What is needed:
Copy these records word for word, with every line as it appears.

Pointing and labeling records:
────────────────

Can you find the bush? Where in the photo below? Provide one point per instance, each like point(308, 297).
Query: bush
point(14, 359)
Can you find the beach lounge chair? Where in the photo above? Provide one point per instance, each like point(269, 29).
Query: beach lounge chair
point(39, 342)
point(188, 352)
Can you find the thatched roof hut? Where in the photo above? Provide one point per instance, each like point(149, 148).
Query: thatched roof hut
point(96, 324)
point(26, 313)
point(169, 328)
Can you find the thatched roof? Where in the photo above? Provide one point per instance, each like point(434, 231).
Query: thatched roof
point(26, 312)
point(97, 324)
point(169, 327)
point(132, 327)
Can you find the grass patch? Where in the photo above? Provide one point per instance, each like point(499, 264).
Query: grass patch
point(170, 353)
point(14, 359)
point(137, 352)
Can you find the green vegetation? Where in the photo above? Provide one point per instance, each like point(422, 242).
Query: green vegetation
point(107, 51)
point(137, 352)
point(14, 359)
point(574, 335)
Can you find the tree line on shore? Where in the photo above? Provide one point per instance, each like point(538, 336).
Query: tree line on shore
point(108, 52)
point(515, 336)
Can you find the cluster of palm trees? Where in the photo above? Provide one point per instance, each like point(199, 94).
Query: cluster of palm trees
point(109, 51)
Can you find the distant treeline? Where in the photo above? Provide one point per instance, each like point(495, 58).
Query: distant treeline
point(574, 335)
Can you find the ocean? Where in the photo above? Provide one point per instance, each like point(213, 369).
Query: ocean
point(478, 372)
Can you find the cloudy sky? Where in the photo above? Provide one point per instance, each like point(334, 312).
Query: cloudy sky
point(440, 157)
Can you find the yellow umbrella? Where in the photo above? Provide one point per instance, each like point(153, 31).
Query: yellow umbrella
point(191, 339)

────────────────

Final result:
Can you find the bush? Where in the photo below? Provide one point per instance, each like point(308, 297).
Query: bush
point(14, 359)
Can you find the beach lounge chair? Where in the photo above? Provide one point per instance, each like point(269, 29).
Query: beach lounge chair
point(39, 342)
point(188, 352)
Can you find the thatched roof hut? Where in the photo above? Provide one point per instance, each like point(149, 148).
Query: thatched roof hut
point(96, 324)
point(26, 313)
point(169, 328)
Can you find the thatched roof? Where in the photo above? Provide one point per instance, each like point(434, 231).
Query: thatched roof
point(26, 312)
point(97, 324)
point(169, 327)
point(132, 327)
Can you find the grass patch? Where in the photo above? Provide one point per instance, each like point(499, 264).
Query: grass patch
point(170, 353)
point(14, 359)
point(137, 352)
Can you find the green vegetation? Where in the photo above? Provide one point per instance, each like point(422, 242).
Query: green vegetation
point(107, 51)
point(137, 352)
point(14, 359)
point(574, 335)
Can you find the tree line on shore? Where in the photo above? Provide one point per instance, each like point(538, 336).
Query: tree line on shore
point(108, 52)
point(515, 336)
Can you find the cluster of palm trees? Where in the photo above? Provide one point per instance, each like point(199, 94).
Query: cluster of palm trees
point(109, 51)
Can you find the distant treeline? Where in the photo above? Provide one point per instance, each like point(495, 58).
Query: distant treeline
point(574, 335)
Can you find the ocean? Where in the photo above? Provide one point per instance, each like point(213, 369).
Query: ocean
point(478, 372)
Can you find the cloudy sky? Where in the photo above? Provide one point per instance, each like point(334, 312).
Query: cloudy sky
point(440, 157)
Can you find the yellow umbrella? Where in the photo above? Provide one point per instance, each like point(153, 31).
Query: yellow umbrella
point(191, 339)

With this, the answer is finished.